-- Short exercise 1 --
In the post about romaji, what system does the writer's kanji dictionary use?
-- Short exercise 2 --
Repeat the passage from the post about romaji, starting at "When I had a" and ending at "ok in kana.".

-- Source document --
begin
To the person who struggled with Romaji. I also struggle. I use kana/kanji and only touch romaji to type into my PC. If I didn't do that I would be even worse. But give me a page of romanized Japanese and I have to read it out and I sometimes then miss stupidly easy words.
When I had a class using romaji at the start. Later on they learned kana (I already knew it) they could not spell the words correctly, and didn't know if it was a loan word or not, so wrote some things in hiragana wrongly. The teacher also wasn't great at romaji and would spell things wrong that she spelt ok in kana.
This seems similar to when you know 1000 words in vocab - written. But if you listen to those words even at a slow pace you would miss half of them
Romaji sucks and should be dropped asap, but so many places use it you end up having to know it. My great kanji dictionary uses romaji ;-(
When I tried a phase of trying to read books I got some kids books. I failed miserably. All that kana is a mare. They use casual when most text books teach polite/formal first. They use loads of vocab you don't see in text books - animal sounds etc. Even with a hard book you can do a wild guess with kanji, even if you don't know that much. And if you know quite a few conjugations you can even guess some of the whats going on.
I am a bit at a loss why this was a software qu and now is a romaji sucks argument?
end
-- Records pointing to objects in photos --
begin
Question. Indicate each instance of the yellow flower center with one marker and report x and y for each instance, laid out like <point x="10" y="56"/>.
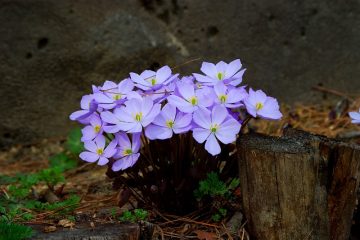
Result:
<point x="117" y="97"/>
<point x="100" y="151"/>
<point x="222" y="98"/>
<point x="259" y="106"/>
<point x="169" y="123"/>
<point x="97" y="128"/>
<point x="138" y="117"/>
<point x="220" y="76"/>
<point x="127" y="152"/>
<point x="214" y="128"/>
<point x="193" y="100"/>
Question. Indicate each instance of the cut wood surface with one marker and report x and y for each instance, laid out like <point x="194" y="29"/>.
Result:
<point x="85" y="232"/>
<point x="300" y="186"/>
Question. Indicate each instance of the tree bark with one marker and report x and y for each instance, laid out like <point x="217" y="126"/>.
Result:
<point x="300" y="186"/>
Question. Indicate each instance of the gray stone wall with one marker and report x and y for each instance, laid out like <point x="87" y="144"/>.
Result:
<point x="52" y="51"/>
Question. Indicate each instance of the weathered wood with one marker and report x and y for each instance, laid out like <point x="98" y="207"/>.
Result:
<point x="300" y="186"/>
<point x="85" y="232"/>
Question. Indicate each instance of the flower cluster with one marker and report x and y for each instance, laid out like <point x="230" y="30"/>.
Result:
<point x="120" y="117"/>
<point x="355" y="117"/>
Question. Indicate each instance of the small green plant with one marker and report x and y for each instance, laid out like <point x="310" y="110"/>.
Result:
<point x="219" y="215"/>
<point x="134" y="216"/>
<point x="213" y="186"/>
<point x="13" y="231"/>
<point x="73" y="143"/>
<point x="19" y="189"/>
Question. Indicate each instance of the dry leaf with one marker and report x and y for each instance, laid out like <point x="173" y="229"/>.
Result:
<point x="48" y="229"/>
<point x="66" y="223"/>
<point x="202" y="235"/>
<point x="92" y="225"/>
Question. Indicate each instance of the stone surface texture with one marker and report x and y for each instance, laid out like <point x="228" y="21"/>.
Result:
<point x="52" y="51"/>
end
-- Correct response 1 --
It uses romaji.

-- Correct response 2 --
When I had a class using romaji at the start. Later on they learned kana (I already knew it) they could not spell the words correctly, and didn't know if it was a loan word or not, so wrote some things in hiragana wrongly. The teacher also wasn't great at romaji and would spell things wrong that she spelt ok in kana.